DATASET RECORDS:
____________________

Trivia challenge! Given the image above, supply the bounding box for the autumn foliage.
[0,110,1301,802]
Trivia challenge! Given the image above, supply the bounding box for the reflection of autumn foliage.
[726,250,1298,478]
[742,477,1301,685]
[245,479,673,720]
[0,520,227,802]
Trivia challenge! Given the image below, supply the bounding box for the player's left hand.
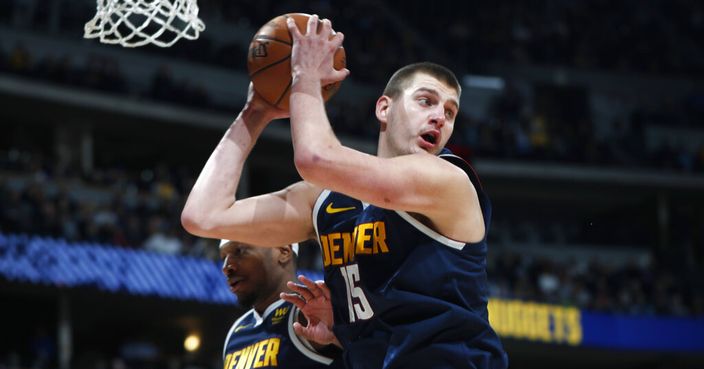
[281,275,341,346]
[286,15,350,86]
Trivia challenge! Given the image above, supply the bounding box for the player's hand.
[286,15,350,85]
[245,82,289,121]
[281,275,341,346]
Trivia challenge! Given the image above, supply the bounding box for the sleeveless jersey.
[313,150,508,369]
[223,300,343,369]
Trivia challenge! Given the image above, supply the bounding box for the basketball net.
[83,0,205,47]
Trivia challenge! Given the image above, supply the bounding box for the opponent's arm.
[181,86,320,246]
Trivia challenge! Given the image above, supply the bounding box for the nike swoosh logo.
[325,203,354,214]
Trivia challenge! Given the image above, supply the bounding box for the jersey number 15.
[340,264,374,323]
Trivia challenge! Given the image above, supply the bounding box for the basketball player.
[182,16,508,369]
[220,240,342,369]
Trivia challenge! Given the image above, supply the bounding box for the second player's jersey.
[313,150,508,369]
[223,300,342,369]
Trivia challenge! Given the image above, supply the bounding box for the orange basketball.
[247,13,347,110]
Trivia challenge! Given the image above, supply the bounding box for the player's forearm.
[181,108,271,237]
[290,76,343,184]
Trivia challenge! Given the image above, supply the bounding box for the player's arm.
[181,86,320,246]
[289,17,484,242]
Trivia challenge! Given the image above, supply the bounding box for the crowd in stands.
[0,145,704,315]
[0,0,704,172]
[0,150,217,258]
[488,251,704,316]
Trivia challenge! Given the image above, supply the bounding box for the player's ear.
[376,95,391,123]
[276,246,293,264]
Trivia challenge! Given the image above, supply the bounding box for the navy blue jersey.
[313,154,508,369]
[223,300,343,369]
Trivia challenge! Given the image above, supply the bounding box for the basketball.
[247,13,346,110]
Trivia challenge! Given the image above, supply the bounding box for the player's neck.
[252,276,293,316]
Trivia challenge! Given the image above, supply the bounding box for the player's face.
[220,242,276,307]
[387,73,459,155]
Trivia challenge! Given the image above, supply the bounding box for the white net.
[83,0,205,47]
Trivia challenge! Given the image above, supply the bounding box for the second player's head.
[220,240,298,310]
[376,62,462,157]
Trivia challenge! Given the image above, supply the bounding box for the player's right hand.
[280,275,341,347]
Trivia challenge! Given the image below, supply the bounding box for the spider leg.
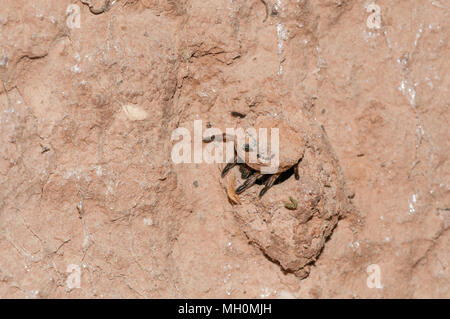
[259,174,280,198]
[236,172,261,194]
[294,163,300,180]
[239,165,255,179]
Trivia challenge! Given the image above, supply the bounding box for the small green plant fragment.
[284,196,298,210]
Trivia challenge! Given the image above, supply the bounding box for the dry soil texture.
[0,0,450,298]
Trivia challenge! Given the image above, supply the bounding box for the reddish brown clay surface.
[0,0,450,298]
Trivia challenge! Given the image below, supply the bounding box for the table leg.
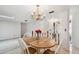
[37,48,40,54]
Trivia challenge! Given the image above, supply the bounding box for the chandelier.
[32,5,45,20]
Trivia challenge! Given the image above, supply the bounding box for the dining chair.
[19,38,36,54]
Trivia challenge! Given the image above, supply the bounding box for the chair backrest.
[19,38,29,53]
[24,33,32,37]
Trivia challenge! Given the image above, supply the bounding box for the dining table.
[23,37,56,54]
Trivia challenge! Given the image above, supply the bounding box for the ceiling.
[0,5,68,22]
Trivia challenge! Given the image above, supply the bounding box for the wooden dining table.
[24,37,56,54]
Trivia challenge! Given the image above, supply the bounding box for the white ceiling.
[0,5,68,22]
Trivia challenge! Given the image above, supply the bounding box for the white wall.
[56,10,69,53]
[71,6,79,48]
[0,21,21,40]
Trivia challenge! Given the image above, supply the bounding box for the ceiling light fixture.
[32,5,45,20]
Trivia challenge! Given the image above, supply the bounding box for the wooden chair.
[19,38,36,54]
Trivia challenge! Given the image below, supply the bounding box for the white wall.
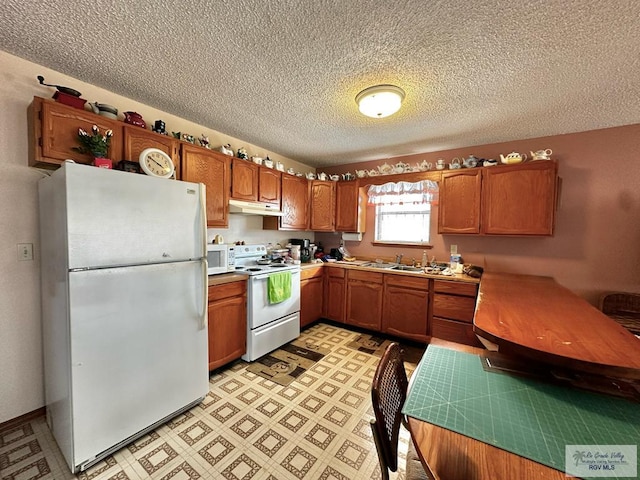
[0,51,314,423]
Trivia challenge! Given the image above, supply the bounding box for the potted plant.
[73,125,113,168]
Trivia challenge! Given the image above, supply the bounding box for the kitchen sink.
[391,265,422,272]
[361,262,399,270]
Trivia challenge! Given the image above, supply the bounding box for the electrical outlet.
[18,243,33,261]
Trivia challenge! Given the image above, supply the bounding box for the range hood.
[229,200,282,217]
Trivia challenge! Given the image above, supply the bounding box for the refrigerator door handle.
[200,256,209,330]
[200,183,207,258]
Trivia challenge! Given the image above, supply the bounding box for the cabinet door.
[300,275,324,327]
[482,161,557,235]
[346,271,382,332]
[335,181,366,232]
[280,175,309,230]
[309,180,336,232]
[258,167,282,208]
[182,143,230,227]
[122,125,182,179]
[382,274,429,342]
[231,158,258,202]
[28,97,122,168]
[438,171,480,234]
[324,268,346,322]
[208,287,247,370]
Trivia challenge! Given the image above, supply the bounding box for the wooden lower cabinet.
[382,275,429,342]
[431,280,482,347]
[324,267,347,323]
[300,267,324,327]
[346,270,383,332]
[208,280,247,370]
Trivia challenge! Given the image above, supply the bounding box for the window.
[375,203,431,243]
[367,180,438,244]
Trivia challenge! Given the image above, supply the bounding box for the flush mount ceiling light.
[356,85,404,118]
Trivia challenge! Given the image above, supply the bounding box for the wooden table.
[408,338,567,480]
[473,272,640,380]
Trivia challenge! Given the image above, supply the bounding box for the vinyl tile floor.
[0,323,428,480]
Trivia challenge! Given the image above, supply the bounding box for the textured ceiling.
[0,0,640,166]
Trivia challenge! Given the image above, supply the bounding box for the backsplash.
[207,215,314,246]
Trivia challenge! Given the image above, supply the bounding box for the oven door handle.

____________________

WHAT THE TASK REQUIRES: Copy out all of the data above word for word, omitting the pictures.

WRITTEN SOLUTION:
Trivia challenge! Given the image above, supply the bounding box for the autumn foliage.
[0,110,1301,802]
Trivia challenge! Given the image above, supply the bounding box for the reflection of autumn foliage.
[726,250,1298,478]
[742,477,1301,685]
[245,479,673,720]
[0,520,227,802]
Trivia challenge! Given the image below, supply the bounding box for the player's left hand.
[281,275,341,346]
[286,15,350,86]
Trivia challenge! Given the image above, supply the bounding box for the player's hand.
[286,15,350,85]
[245,82,289,121]
[281,275,341,346]
Trivia challenge! Given the image above, supply the bounding box for the sleeveless jersey.
[313,150,508,369]
[223,300,343,369]
Trivia challenge! Given the image above, supply the bounding box for the basketball net.
[83,0,205,47]
Trivia challenge! Given the image above, supply the bounding box for the opponent's arm.
[181,86,320,246]
Trivia challenge! Given the image above, supply the bounding box for the nike swoosh logo.
[325,203,354,214]
Trivia challenge! Given the image above, supply the bounding box for the jersey number 15.
[340,264,374,323]
Trivia challenge! Given the image above, supply the bounding box for the basketball player.
[182,16,508,369]
[220,240,342,369]
Trivia challenge! Given the image above, supply the bounding box for the second player's jersey.
[313,150,508,369]
[223,300,342,369]
Trivia challenge! Given the image above, supply the bounding box for the orange basketball.
[247,13,347,110]
Trivia challenge! Given the image above, supply the bounding box for the player's forearm.
[181,108,271,237]
[290,76,343,184]
Trivia challenge! Given the image above, supply the bounding box for the player's arm.
[181,86,320,246]
[289,17,484,242]
Trivia challenge! Given the image above, supply the bounding box for the crowd in stands.
[0,145,704,315]
[0,0,704,172]
[0,150,217,258]
[488,251,704,316]
Trivia challenge! Given the image above, supply the bounding box for the player's ear.
[376,95,391,123]
[276,246,293,264]
Trivia challenge! Given the image above, supply the bounding box for the navy blue jersey.
[313,154,508,369]
[223,300,343,369]
Trivia challenge! Given the image above, supply the bounding box for the basketball.
[247,13,346,110]
Trivia challenge! Given the image above, supply the bounding box for the player's neck.
[252,276,293,316]
Trivia challenge! Given the image above, supply the bounding box for the player's face.
[220,242,276,307]
[387,73,459,155]
Trivia challenge! Given the image above, supply the bounding box for the white net.
[83,0,205,47]
Trivia challenge! Given the image above, supply the bounding box for the second player's head.
[220,240,298,310]
[376,62,462,157]
Trivia challenge! Given the image above, supply the bounding box for the player's right hand.
[280,275,341,347]
Trivia challenge! Given the image below, supply the bounding box for the spider leg.
[259,174,280,198]
[236,172,261,194]
[294,163,300,180]
[239,165,255,179]
Trivia challenge! Given the image above, supply the bounding box for the small green plant fragment.
[284,196,298,210]
Trivia challenge! Given the image above, supply the bounding box for the dry soil texture.
[0,0,450,298]
Trivia challenge! Given the image above, supply the bounding box for the reddish brown clay surface.
[0,0,450,298]
Trivia challenge! Given the image below, supply the bounding box for the table leg.
[37,48,40,54]
Trivia challenge! Given the image above, supply the bounding box for the chandelier.
[32,5,45,20]
Trivia challenge! Given the image above, supply the bounding box for the dining chair.
[19,38,36,54]
Trivia challenge! Given the image above, supply the bounding box for the chair backrest.
[19,38,29,53]
[24,33,32,37]
Trivia challenge! Given the image above, supply the bounding box for the dining table.
[23,37,56,54]
Trivia challenge! Given the image above, supply the bounding box for the ceiling.
[0,5,68,22]
Trivia challenge! Given the image above, supply the bounding box for the wooden dining table.
[24,37,56,54]
Trivia challenge! Given the image above, supply the bounding box for the white ceiling.
[0,5,68,22]
Trivia challenge! Given the image above, supply the bounding box for the white wall.
[56,10,69,53]
[71,6,79,48]
[0,21,21,40]
Trivia challenge! Given the image above, supply the bounding box for the ceiling light fixture.
[32,5,45,20]
Trivia challenge! Given the image above, supply the bounding box for the wooden chair.
[19,38,36,54]
Trivia challenge! Given the image below, supply the bounding box for the white wall.
[0,51,314,423]
Trivia challenge! Given the image above, supply the bounding box for the potted plant.
[73,125,113,168]
Trivia challenge! Given the image above, supply the bounding box for the kitchen sink.
[391,265,422,272]
[361,262,399,270]
Trivia challenge! Given the image above, supply the bounding box for the electrical outlet.
[18,243,33,261]
Trivia challenge! Given the image above, supply the bounding box for the range hood.
[229,200,282,217]
Trivia challenge! Given the image above, supply the bounding box for the refrigerator door handle.
[200,256,209,330]
[200,183,207,258]
Trivia challenge! Given the image above, supply the bounding box for the cabinet door.
[300,275,324,327]
[482,161,557,235]
[346,271,382,332]
[335,181,366,232]
[280,175,309,230]
[309,180,336,232]
[258,167,282,208]
[182,143,230,227]
[122,125,182,179]
[382,274,429,342]
[231,158,258,202]
[28,97,122,168]
[438,171,480,234]
[324,268,346,322]
[208,287,247,370]
Trivia challenge! Given the image above, supply the bounding box for the wooden lower cabinet.
[382,275,429,342]
[431,280,482,347]
[324,267,347,323]
[300,267,324,327]
[346,270,383,332]
[208,280,247,370]
Trivia challenge! Given the image above, supply the bounding box for the window.
[375,203,431,243]
[367,180,438,244]
Trivia challenge! Given the image above, supply the bounding box for the flush mount ceiling light.
[356,85,404,118]
Trivia challenge! Given the image above, supply the bounding box for the wooden table.
[408,338,567,480]
[473,272,640,380]
Trivia challenge! Given the image above, supply the bounding box for the vinyl tile floor.
[0,323,428,480]
Trivia challenge! Given the image above, supply the bounding box for the textured ceiling.
[0,0,640,166]
Trivia challenge! Given the image above, supply the bounding box for the backsplash.
[207,215,314,246]
Trivia challenge! Given the image above, supply the bounding box for the oven door handle.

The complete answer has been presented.